(Excerpts from location labeling data)
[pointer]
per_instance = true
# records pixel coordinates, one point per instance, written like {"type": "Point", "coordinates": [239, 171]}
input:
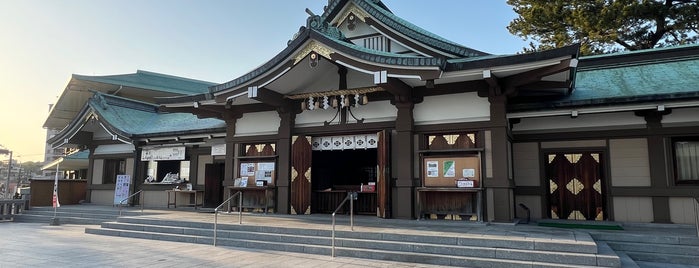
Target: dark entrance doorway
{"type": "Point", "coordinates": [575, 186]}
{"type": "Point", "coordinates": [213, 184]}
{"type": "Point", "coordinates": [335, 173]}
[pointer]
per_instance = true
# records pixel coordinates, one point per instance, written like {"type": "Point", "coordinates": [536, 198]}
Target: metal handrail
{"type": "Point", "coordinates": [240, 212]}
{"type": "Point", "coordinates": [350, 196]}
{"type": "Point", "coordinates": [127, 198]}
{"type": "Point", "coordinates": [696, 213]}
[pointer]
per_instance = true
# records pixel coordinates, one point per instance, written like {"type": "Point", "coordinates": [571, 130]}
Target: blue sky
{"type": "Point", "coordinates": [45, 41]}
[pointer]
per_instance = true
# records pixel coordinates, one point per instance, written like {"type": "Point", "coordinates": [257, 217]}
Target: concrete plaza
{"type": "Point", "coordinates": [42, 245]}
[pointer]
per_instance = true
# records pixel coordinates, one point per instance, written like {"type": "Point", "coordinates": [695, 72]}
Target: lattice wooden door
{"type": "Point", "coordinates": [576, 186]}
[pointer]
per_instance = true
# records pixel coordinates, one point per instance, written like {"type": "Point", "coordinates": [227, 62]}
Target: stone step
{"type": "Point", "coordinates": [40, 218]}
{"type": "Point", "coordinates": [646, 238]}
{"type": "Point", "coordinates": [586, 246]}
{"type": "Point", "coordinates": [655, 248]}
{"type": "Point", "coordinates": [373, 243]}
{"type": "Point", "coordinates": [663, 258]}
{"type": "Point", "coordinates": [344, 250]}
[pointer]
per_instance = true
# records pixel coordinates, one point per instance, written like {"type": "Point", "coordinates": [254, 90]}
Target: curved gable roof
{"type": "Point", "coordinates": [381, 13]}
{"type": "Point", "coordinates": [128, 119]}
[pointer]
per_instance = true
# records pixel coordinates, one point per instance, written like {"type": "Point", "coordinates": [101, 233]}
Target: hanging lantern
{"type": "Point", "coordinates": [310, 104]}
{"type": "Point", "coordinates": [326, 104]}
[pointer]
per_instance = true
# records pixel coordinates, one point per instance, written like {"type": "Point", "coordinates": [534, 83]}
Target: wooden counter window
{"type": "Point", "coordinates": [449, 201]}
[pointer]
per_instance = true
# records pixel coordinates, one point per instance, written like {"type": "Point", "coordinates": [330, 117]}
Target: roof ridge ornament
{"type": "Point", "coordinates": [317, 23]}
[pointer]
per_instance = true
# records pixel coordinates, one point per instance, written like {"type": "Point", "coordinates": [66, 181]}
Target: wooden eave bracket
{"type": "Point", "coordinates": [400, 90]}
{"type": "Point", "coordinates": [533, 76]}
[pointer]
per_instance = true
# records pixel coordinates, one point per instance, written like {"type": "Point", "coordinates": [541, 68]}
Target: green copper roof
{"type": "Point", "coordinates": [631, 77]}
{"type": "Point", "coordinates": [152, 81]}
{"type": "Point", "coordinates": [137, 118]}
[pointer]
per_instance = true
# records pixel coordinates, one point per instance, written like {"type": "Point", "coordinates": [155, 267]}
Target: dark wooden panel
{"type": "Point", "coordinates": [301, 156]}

...

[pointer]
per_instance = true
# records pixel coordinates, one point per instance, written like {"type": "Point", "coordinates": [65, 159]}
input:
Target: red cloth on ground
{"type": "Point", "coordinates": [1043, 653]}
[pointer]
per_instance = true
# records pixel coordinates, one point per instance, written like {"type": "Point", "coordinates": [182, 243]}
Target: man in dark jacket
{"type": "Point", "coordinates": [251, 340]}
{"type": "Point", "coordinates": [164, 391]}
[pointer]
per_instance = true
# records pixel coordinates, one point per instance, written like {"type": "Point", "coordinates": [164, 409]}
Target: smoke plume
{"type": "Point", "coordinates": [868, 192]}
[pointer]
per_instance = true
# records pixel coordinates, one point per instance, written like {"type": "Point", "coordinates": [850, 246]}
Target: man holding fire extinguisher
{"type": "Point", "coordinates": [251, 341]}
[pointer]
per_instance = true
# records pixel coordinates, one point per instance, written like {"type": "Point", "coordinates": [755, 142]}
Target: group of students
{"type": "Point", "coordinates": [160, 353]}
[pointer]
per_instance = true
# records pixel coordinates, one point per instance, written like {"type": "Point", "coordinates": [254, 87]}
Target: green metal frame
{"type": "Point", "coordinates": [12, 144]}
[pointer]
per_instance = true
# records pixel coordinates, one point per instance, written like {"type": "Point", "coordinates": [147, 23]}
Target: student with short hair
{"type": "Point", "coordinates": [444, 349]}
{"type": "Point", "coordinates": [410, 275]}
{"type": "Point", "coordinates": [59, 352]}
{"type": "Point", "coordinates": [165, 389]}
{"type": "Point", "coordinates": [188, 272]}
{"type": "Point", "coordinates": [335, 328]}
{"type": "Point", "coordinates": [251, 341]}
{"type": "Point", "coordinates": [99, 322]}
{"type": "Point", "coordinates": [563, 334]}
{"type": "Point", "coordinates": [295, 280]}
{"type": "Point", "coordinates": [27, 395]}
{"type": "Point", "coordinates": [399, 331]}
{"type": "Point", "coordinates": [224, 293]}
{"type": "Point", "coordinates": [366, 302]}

* * *

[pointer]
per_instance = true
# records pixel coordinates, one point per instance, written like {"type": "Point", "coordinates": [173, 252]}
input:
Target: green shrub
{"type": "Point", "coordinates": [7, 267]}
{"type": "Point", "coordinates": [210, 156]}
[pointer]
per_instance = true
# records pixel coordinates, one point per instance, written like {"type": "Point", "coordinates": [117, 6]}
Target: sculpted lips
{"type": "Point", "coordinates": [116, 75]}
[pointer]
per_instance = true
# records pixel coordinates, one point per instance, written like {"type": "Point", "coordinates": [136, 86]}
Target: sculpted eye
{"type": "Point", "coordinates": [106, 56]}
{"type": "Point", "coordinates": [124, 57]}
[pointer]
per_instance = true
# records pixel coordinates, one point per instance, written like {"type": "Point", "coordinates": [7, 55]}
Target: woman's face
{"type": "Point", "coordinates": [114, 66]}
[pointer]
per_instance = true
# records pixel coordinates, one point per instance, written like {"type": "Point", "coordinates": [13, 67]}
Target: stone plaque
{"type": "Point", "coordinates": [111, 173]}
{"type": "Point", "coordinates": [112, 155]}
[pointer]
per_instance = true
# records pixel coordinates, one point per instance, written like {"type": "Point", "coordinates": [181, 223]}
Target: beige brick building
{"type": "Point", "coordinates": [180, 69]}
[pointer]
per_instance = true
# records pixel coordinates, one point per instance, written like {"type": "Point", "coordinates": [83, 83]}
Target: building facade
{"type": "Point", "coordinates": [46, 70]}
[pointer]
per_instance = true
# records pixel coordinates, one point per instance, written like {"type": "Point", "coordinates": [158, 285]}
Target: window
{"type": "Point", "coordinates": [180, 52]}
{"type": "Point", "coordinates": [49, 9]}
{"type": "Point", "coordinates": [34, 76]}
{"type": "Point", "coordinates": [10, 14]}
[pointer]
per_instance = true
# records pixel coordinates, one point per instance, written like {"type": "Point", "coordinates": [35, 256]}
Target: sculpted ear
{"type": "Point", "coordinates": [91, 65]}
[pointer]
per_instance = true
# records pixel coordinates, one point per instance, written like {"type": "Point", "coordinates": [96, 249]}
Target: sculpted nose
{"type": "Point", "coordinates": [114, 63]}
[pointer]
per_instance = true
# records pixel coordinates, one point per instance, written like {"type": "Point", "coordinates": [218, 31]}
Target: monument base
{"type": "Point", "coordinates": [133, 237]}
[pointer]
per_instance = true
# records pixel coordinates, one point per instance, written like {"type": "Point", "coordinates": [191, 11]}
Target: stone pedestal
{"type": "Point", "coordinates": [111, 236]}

▸ **What you have to do**
Can you return each line in the records above that contains the string "metal", copied without any change?

▸ **The completed task**
Target: metal handrail
Target: green metal frame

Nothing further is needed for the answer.